Task to carry out:
Reproduce the data exactly.

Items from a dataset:
---------------
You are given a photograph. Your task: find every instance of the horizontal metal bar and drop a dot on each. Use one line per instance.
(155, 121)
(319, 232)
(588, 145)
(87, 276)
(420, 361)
---------------
Response for this exercise:
You are given a photograph. Your task: find every instance of the horizontal metal bar and drop a dot on each. Use one line per instance.
(155, 121)
(319, 232)
(588, 145)
(87, 276)
(420, 361)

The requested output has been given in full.